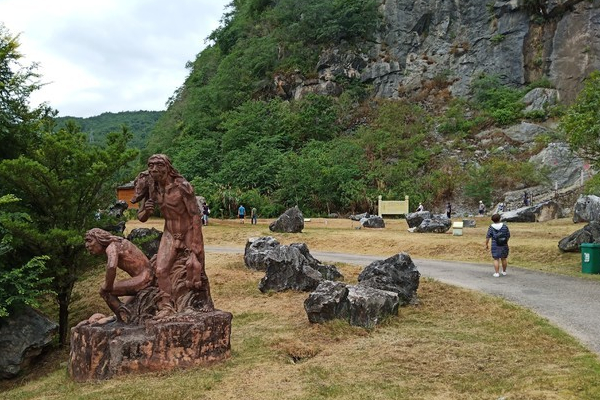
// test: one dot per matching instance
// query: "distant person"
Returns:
(499, 233)
(500, 208)
(241, 213)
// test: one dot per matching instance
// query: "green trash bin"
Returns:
(590, 258)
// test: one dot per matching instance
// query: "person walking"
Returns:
(499, 234)
(481, 208)
(205, 212)
(241, 213)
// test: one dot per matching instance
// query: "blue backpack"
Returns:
(501, 238)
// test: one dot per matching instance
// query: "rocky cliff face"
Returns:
(429, 40)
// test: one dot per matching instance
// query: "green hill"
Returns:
(139, 123)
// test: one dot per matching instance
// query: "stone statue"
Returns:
(120, 253)
(169, 321)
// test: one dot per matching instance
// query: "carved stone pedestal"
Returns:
(179, 341)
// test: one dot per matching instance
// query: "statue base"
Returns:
(182, 340)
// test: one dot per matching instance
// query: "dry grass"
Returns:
(533, 245)
(456, 344)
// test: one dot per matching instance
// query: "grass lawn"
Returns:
(456, 344)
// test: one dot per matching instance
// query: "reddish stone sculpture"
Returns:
(123, 254)
(170, 321)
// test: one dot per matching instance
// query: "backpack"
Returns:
(501, 238)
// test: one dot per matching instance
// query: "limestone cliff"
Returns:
(518, 40)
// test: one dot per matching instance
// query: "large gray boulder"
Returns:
(358, 305)
(542, 212)
(587, 209)
(258, 252)
(396, 274)
(257, 249)
(369, 306)
(547, 211)
(327, 302)
(24, 335)
(588, 234)
(291, 221)
(329, 272)
(523, 214)
(288, 269)
(438, 223)
(374, 221)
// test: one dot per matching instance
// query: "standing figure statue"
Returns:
(120, 253)
(182, 243)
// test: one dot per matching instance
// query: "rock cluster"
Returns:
(286, 267)
(383, 286)
(24, 335)
(291, 221)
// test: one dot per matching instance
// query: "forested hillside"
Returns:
(138, 123)
(328, 104)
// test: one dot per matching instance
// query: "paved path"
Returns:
(573, 304)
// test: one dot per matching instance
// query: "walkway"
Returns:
(570, 303)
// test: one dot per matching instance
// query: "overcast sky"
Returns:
(110, 55)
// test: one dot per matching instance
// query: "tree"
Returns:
(62, 182)
(19, 284)
(18, 121)
(582, 121)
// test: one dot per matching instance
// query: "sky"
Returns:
(99, 56)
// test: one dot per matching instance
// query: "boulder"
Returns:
(469, 223)
(439, 223)
(396, 274)
(117, 228)
(358, 217)
(368, 306)
(24, 336)
(587, 209)
(291, 221)
(256, 251)
(329, 272)
(414, 219)
(328, 301)
(147, 239)
(358, 305)
(287, 268)
(588, 234)
(374, 221)
(523, 214)
(525, 132)
(547, 211)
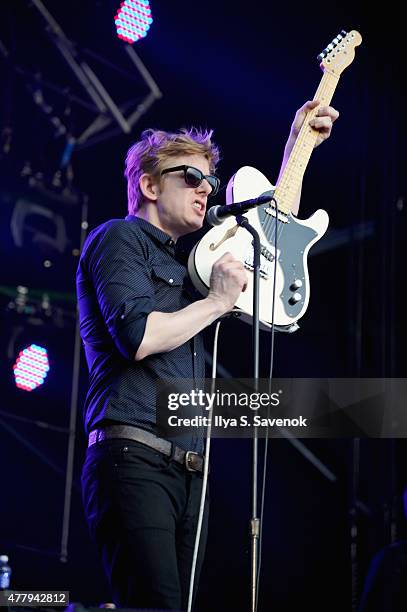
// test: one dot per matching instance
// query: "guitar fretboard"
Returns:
(287, 189)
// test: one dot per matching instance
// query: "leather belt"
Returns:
(192, 461)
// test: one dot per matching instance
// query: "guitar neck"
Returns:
(286, 192)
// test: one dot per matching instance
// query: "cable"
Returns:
(206, 471)
(263, 488)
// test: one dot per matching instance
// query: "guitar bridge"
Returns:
(266, 260)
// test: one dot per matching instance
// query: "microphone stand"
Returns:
(255, 521)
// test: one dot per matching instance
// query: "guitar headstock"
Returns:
(340, 53)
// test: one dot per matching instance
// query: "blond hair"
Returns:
(153, 150)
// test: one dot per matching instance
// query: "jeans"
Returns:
(142, 510)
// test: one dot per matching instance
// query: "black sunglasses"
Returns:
(194, 177)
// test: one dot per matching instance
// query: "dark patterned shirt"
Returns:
(127, 270)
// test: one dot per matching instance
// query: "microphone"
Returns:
(217, 214)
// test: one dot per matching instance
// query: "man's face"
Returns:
(180, 208)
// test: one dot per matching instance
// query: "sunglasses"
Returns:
(194, 177)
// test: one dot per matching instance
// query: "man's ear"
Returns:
(149, 187)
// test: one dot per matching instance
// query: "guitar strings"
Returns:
(291, 175)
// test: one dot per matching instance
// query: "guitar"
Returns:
(294, 236)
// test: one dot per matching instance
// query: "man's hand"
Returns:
(228, 280)
(322, 122)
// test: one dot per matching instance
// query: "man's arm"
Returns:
(322, 122)
(166, 331)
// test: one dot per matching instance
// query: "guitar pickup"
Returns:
(281, 216)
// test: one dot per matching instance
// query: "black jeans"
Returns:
(142, 510)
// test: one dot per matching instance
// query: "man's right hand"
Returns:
(228, 280)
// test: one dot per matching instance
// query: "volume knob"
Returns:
(295, 298)
(296, 284)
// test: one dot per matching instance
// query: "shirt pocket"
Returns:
(168, 274)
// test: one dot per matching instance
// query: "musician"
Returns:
(141, 493)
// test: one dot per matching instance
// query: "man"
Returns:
(138, 323)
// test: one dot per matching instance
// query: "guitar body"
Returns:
(285, 261)
(288, 263)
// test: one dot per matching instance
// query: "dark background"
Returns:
(243, 70)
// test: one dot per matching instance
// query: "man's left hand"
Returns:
(322, 122)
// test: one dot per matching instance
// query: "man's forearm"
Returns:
(166, 331)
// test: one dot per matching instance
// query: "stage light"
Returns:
(133, 20)
(31, 367)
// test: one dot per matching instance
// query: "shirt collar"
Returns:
(152, 230)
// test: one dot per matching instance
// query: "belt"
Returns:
(192, 461)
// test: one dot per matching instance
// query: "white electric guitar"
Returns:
(294, 236)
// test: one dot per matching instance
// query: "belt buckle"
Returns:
(188, 456)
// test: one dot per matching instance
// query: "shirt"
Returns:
(127, 270)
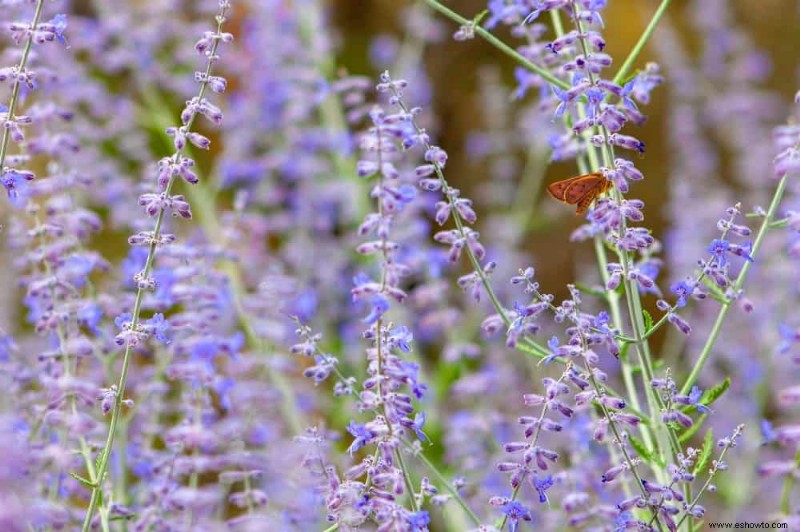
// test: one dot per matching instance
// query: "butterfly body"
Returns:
(580, 190)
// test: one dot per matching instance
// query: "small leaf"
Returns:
(691, 431)
(641, 449)
(127, 517)
(86, 482)
(705, 453)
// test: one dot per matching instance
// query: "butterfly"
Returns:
(580, 190)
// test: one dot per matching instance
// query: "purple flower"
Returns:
(16, 185)
(542, 485)
(516, 512)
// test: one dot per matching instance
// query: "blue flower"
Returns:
(60, 24)
(516, 512)
(361, 434)
(378, 307)
(402, 337)
(694, 398)
(683, 290)
(416, 426)
(159, 327)
(89, 316)
(594, 96)
(123, 320)
(563, 98)
(542, 485)
(16, 186)
(552, 343)
(419, 521)
(719, 250)
(625, 95)
(767, 432)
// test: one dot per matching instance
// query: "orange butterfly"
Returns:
(580, 190)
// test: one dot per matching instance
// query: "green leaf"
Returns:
(705, 453)
(712, 394)
(86, 482)
(691, 431)
(657, 365)
(715, 290)
(640, 448)
(648, 321)
(127, 517)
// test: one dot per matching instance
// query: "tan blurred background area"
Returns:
(454, 69)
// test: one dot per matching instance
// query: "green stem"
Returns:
(448, 486)
(788, 483)
(500, 45)
(737, 286)
(137, 308)
(12, 104)
(643, 39)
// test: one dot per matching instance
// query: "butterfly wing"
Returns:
(584, 203)
(581, 186)
(558, 189)
(580, 190)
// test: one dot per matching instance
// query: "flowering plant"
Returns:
(313, 329)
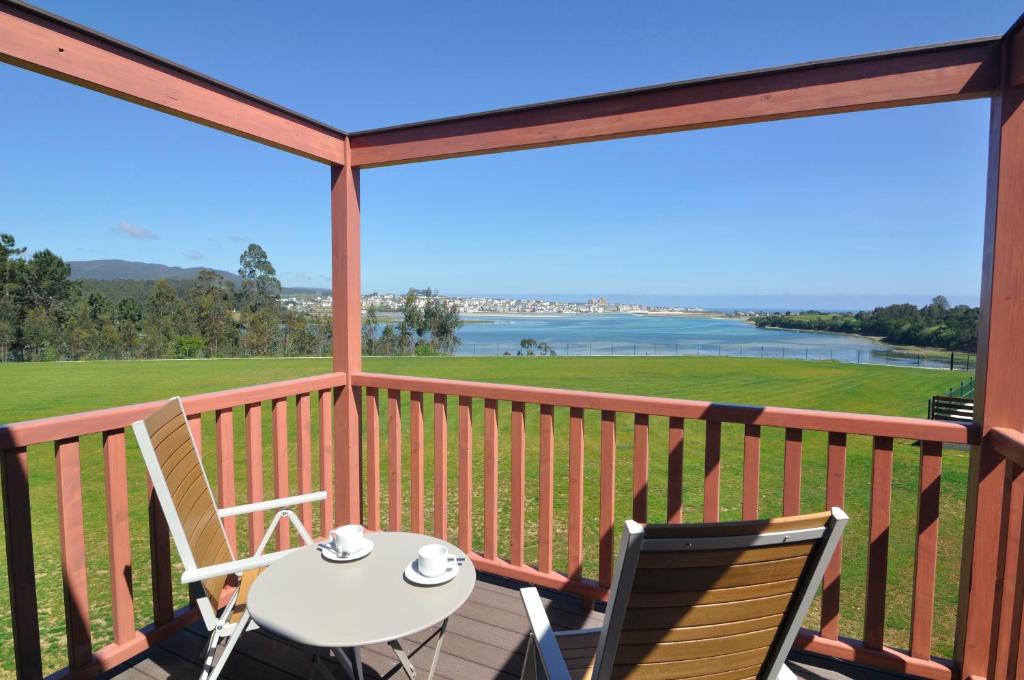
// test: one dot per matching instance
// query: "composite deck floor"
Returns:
(485, 640)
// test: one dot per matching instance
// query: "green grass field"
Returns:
(47, 389)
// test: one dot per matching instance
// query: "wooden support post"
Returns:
(346, 327)
(998, 399)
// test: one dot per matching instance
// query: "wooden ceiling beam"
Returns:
(50, 45)
(943, 73)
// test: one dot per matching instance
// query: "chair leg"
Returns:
(240, 628)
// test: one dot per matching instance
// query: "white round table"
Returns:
(308, 599)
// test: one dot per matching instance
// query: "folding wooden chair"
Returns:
(197, 526)
(718, 601)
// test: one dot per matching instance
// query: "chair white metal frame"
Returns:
(721, 601)
(197, 526)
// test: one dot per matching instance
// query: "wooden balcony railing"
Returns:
(67, 434)
(592, 579)
(552, 523)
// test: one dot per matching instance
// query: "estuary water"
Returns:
(648, 335)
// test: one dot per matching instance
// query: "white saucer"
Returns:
(413, 574)
(329, 554)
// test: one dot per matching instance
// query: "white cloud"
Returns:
(134, 230)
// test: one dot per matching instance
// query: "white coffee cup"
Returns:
(432, 559)
(347, 539)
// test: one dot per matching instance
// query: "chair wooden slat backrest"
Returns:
(718, 601)
(183, 491)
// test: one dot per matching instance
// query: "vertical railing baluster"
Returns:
(303, 456)
(160, 560)
(325, 438)
(118, 537)
(466, 473)
(576, 494)
(440, 466)
(835, 498)
(517, 482)
(752, 471)
(546, 490)
(279, 433)
(641, 458)
(254, 455)
(393, 460)
(373, 418)
(607, 510)
(792, 471)
(224, 430)
(417, 504)
(491, 478)
(71, 526)
(677, 432)
(713, 470)
(20, 563)
(926, 557)
(878, 543)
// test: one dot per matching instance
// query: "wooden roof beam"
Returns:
(53, 46)
(926, 75)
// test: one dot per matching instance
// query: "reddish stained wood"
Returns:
(416, 500)
(45, 430)
(279, 432)
(53, 47)
(440, 466)
(835, 498)
(466, 473)
(303, 456)
(999, 400)
(677, 430)
(346, 324)
(224, 428)
(607, 511)
(641, 458)
(325, 437)
(752, 471)
(792, 471)
(118, 537)
(20, 563)
(923, 611)
(878, 543)
(160, 561)
(254, 455)
(801, 419)
(920, 76)
(574, 539)
(713, 470)
(72, 530)
(393, 460)
(546, 490)
(491, 478)
(517, 482)
(372, 415)
(1012, 597)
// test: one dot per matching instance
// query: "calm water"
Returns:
(645, 335)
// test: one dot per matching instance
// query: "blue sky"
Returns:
(885, 204)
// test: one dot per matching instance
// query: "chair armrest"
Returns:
(271, 505)
(238, 566)
(548, 650)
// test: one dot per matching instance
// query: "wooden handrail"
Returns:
(42, 430)
(804, 419)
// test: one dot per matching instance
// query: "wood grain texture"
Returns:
(119, 537)
(59, 49)
(71, 527)
(933, 74)
(878, 543)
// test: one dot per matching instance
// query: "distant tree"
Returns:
(210, 301)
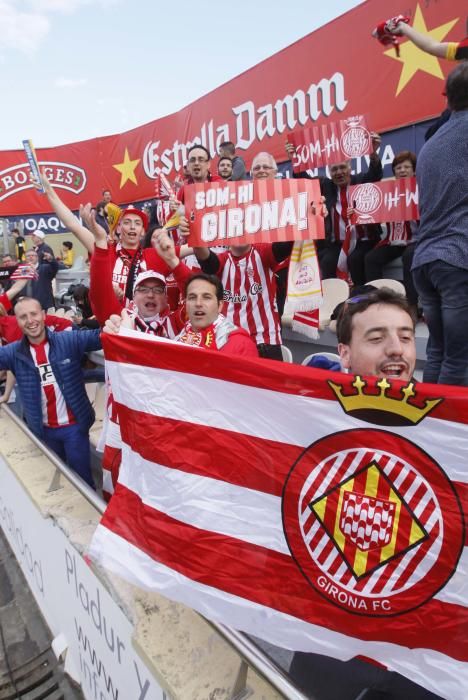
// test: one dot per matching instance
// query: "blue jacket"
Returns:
(66, 351)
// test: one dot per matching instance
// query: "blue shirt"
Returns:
(442, 174)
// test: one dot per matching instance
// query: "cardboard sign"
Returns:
(379, 202)
(262, 211)
(331, 143)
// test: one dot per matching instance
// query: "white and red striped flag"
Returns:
(319, 511)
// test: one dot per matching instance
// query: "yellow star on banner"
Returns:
(127, 169)
(413, 59)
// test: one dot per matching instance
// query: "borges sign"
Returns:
(253, 212)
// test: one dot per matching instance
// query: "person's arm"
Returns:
(9, 385)
(51, 265)
(201, 254)
(69, 220)
(423, 41)
(240, 344)
(87, 340)
(166, 250)
(7, 356)
(102, 296)
(15, 289)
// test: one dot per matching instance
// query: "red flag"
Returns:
(319, 511)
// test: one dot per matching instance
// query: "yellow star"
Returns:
(127, 169)
(414, 59)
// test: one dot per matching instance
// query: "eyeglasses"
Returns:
(150, 290)
(256, 168)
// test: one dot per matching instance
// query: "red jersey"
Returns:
(221, 335)
(250, 292)
(6, 303)
(55, 412)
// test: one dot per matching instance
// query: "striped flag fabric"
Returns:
(320, 511)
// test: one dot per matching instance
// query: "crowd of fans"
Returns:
(146, 276)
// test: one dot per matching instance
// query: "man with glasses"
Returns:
(248, 276)
(198, 169)
(357, 241)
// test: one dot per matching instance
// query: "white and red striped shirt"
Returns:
(250, 292)
(55, 412)
(340, 218)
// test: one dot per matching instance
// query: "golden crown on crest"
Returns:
(381, 408)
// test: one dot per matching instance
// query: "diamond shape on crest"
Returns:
(367, 520)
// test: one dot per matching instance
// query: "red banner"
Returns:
(262, 211)
(330, 143)
(306, 84)
(379, 202)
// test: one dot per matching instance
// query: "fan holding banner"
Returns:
(342, 252)
(260, 220)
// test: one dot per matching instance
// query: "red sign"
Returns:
(330, 143)
(262, 211)
(305, 85)
(391, 200)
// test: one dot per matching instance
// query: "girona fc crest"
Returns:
(372, 521)
(355, 141)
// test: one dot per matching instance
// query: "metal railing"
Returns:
(245, 647)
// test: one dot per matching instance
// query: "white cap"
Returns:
(149, 275)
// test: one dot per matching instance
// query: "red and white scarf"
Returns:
(304, 289)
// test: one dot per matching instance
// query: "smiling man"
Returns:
(206, 326)
(47, 367)
(376, 336)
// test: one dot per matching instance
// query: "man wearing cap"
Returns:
(149, 307)
(128, 256)
(225, 168)
(40, 246)
(149, 312)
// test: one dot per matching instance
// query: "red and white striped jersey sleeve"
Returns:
(250, 293)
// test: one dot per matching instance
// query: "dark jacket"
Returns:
(330, 191)
(66, 350)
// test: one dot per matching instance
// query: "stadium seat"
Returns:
(334, 292)
(287, 354)
(329, 356)
(394, 285)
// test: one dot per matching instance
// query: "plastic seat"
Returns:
(394, 285)
(329, 355)
(335, 291)
(286, 353)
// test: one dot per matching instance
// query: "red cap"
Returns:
(137, 212)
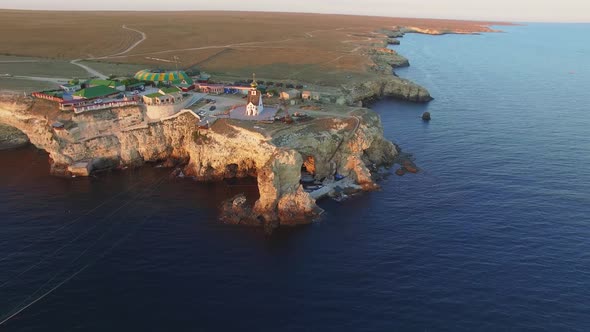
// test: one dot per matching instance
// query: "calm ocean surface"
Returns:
(492, 235)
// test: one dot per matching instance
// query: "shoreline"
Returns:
(249, 151)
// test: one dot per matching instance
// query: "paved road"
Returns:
(143, 37)
(43, 79)
(90, 71)
(98, 74)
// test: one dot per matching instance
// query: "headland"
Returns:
(301, 126)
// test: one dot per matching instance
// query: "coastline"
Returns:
(276, 165)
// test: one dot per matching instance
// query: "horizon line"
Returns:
(500, 21)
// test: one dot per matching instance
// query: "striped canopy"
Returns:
(176, 76)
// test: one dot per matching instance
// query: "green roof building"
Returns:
(109, 83)
(99, 91)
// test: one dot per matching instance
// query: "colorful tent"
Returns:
(174, 77)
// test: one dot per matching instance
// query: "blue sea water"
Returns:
(492, 235)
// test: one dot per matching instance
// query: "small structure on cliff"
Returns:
(163, 96)
(177, 78)
(95, 92)
(254, 104)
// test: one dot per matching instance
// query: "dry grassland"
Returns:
(311, 47)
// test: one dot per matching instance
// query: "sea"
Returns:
(493, 233)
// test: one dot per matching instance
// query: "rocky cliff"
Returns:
(387, 87)
(350, 144)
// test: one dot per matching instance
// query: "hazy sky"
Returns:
(508, 10)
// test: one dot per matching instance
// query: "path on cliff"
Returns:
(94, 72)
(130, 48)
(57, 80)
(90, 71)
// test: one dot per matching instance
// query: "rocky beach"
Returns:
(348, 142)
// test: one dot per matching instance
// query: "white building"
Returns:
(254, 104)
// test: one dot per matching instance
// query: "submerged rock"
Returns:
(392, 87)
(11, 138)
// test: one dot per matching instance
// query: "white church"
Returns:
(254, 102)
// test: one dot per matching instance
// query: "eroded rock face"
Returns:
(393, 87)
(11, 137)
(350, 145)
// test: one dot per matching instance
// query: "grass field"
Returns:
(311, 47)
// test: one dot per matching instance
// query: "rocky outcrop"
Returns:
(393, 41)
(350, 144)
(389, 87)
(11, 138)
(385, 60)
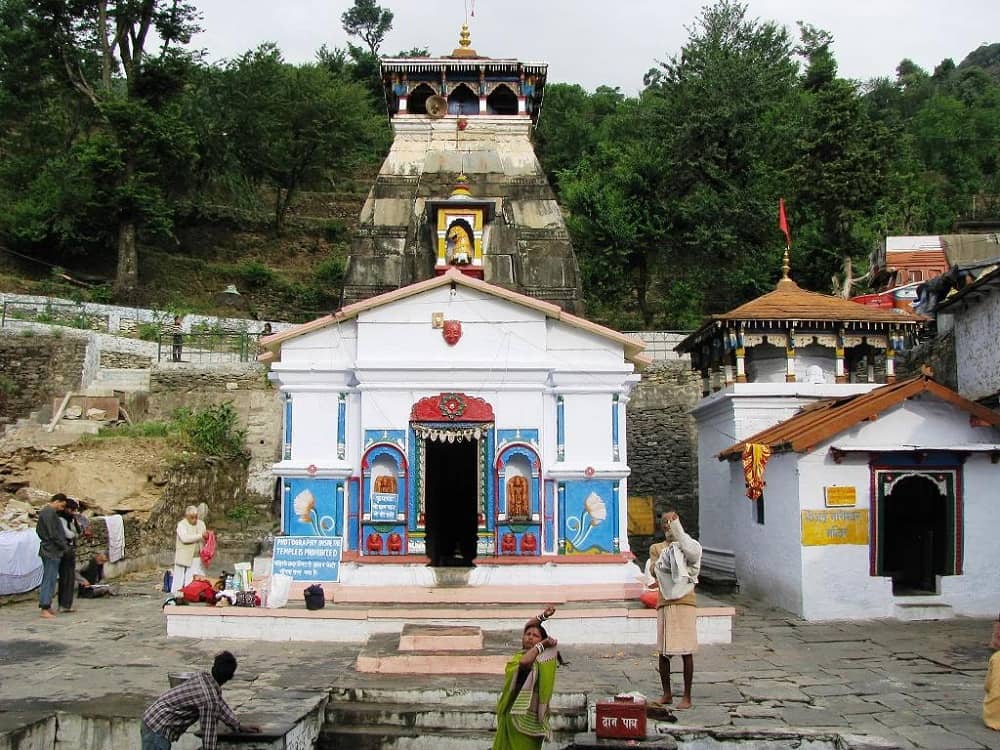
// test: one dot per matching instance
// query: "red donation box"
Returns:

▬▬▬▬▬▬▬▬▬▬

» WHAT YOU WILL DO
List every line above that holds the word "blue".

» SOLUTION FOR THIS TASK
// query: "blue backpack"
// query: "blue flower"
// query: "blue sky"
// query: "blue jacket"
// query: "blue shirt"
// query: "blue sea water"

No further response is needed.